## Directions
What follows is a listing. Return every line of it exactly.

## Records to process
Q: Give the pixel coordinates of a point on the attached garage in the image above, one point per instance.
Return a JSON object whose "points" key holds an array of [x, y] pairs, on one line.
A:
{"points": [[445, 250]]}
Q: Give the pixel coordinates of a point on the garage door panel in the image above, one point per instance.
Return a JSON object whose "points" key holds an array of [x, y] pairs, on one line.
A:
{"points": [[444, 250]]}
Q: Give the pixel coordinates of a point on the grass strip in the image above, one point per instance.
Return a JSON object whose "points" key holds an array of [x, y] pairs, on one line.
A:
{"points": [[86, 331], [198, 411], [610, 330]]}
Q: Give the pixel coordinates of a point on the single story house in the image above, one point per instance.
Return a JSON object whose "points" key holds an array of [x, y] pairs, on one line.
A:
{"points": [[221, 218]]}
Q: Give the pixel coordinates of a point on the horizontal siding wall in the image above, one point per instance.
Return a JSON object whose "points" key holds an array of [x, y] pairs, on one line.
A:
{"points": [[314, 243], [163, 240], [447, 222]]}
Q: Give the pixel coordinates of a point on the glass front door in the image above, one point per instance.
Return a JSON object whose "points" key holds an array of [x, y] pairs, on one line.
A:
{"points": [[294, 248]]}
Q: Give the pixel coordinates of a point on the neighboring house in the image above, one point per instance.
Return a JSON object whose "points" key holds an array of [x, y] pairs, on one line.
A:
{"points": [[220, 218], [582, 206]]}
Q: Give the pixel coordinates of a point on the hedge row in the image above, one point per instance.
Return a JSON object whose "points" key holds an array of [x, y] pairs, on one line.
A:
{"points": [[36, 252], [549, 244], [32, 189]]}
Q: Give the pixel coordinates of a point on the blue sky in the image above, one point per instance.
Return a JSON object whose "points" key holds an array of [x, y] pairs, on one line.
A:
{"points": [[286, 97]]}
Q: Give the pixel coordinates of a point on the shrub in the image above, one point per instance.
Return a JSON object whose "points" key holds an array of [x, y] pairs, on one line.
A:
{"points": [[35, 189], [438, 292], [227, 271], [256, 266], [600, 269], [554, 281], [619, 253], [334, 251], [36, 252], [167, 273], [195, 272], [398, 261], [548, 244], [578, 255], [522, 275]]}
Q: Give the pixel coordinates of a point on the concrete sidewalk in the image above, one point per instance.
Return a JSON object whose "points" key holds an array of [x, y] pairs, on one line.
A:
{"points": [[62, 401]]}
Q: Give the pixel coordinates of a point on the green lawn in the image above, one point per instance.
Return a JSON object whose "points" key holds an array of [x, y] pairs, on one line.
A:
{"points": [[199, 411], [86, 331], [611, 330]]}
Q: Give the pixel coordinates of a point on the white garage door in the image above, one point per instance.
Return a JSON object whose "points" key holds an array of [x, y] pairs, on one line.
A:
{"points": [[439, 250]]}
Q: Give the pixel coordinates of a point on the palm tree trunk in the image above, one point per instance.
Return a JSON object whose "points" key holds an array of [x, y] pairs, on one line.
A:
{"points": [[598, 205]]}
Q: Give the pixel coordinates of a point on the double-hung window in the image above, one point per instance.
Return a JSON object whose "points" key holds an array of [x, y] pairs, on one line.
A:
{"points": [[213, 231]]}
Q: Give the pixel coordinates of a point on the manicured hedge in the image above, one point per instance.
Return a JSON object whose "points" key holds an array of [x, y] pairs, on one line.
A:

## Full output
Q: Give the pixel coordinates of a point on the attached garage in the image above, one point per instance.
Return a JSON object whose "points" key holds an array of [x, y] pairs, on one line.
A:
{"points": [[445, 250]]}
Q: Give the pixel coordinates of a point on the garage door panel in the image above, one point per instance.
Return a JSON object whose "points" key holds an array of [x, y] pairs, on one line.
A:
{"points": [[444, 250]]}
Q: Give the pixel coordinates of a point on the grass strip in the image above, one point per instance.
Return a JSON object whose "points" key holds an array of [x, y] pairs, on one line.
A:
{"points": [[86, 331], [198, 411], [610, 330]]}
Q: Give the pixel coordinates of a point on the single story house in the image above, one point per instance.
Return a JSON object whose "points" key holds an array of [x, y] pairs, on one line.
A:
{"points": [[221, 218]]}
Q: Give the pixel coordinates of a point on the horizontal siding wall in the image above, one point per instance.
Return a JSON object whose "points" key holds an array of [x, y] pairs, on one line.
A:
{"points": [[314, 243], [163, 240], [447, 222]]}
Q: Give the pixel coordinates of a point on the glass front door in the image above, one point per instance.
Return a JSON object whose "points" key holds an array of [x, y] pairs, on one line.
A:
{"points": [[294, 248]]}
Q: Give the pixel coordinates of a point on the neighboring house in the image above, one point per instance.
Return a JSON object whose "points" key holds an array of [x, y] pairs, on one line.
A:
{"points": [[220, 218], [582, 206]]}
Q: Give the pixel coordinates of a point on the hedge row in the image above, one point per instance.
Return a JSON object whose "points" key holds an array of [x, y] pairs, on one line.
A:
{"points": [[36, 252], [549, 244], [32, 189]]}
Q: Give the pixel coordinates of a point on the blue sky in the image above, one point per instance.
Return a JSON object whose "points" key holds an array of [x, y] pairs, on one line.
A:
{"points": [[286, 97]]}
Q: Give the pixel coordinates of a point on the shrub in the image above, one point per instance.
Return a JSON object whose "points" key holds an array of [x, y] pairs, on one line.
A:
{"points": [[35, 189], [438, 292], [227, 271], [256, 266], [600, 269], [554, 281], [619, 253], [334, 251], [36, 252], [167, 273], [195, 272], [398, 261], [548, 244], [578, 255], [522, 275]]}
Q: Give the pixel coordinates of a point on the concrete sidewalk in the image above, one point per instance.
Return a JSON object whose "points" key holds an array of [x, y] pairs, on one line.
A:
{"points": [[62, 401]]}
Q: Give the pixel coordinates of a point on the green lawn in the image above, one point per instance.
Return a JSON object whose "points" key holds an array of [x, y] pairs, on one line.
A:
{"points": [[199, 411], [86, 331], [611, 330]]}
Q: Give the pixel coordinates of a point on the white garage door in the image above, one point per instance.
Return a JSON object whose "points" key holds an array of [x, y] pairs, on one line.
A:
{"points": [[439, 250]]}
Q: Give the pixel coordinates of a point on the palm tree trunk in the image above, one point per instance.
Return a JSON object whose "points" key holds an array of [x, y] pairs, on one line.
A:
{"points": [[598, 205]]}
Q: Give the pixel coordinates of a point on the double-hung window in the image above, one point per instance.
Return a JSON object whose "points" key holds an array of [x, y] pairs, on one line.
A:
{"points": [[213, 231]]}
Q: Give the pixel coordinates of a point on the manicured hedge in the image above, one point per instance.
Return a JSON object whose "points" key holds an array of [x, y] pairs, on one line.
A:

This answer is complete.